Work request —
With the pictures set aside, write out all of the data exactly as it stands.

** Information follows **

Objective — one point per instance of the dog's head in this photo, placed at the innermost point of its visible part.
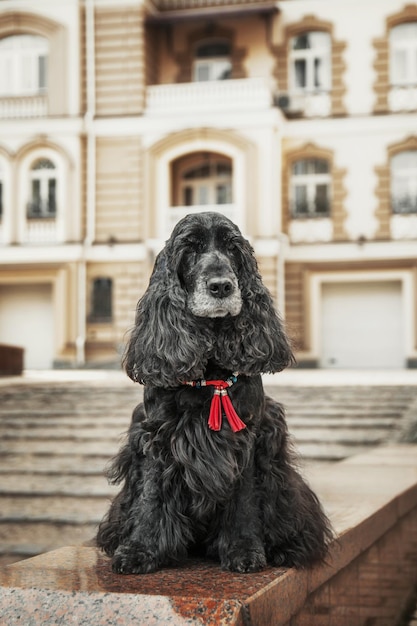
(205, 300)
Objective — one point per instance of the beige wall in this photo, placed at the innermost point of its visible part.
(119, 189)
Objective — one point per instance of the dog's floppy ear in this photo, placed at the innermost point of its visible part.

** End of Information **

Exercise response —
Objective — one point per instance of the dog's head in this photo, placed at the innermost point of its visible part.
(205, 300)
Objective — one point per instance of the beige wall in this photo, placed at the innermost point of its visible part.
(119, 189)
Objective — one point per instance of the dog's floppy ear in this photo, placed at the innermost point of its visible part.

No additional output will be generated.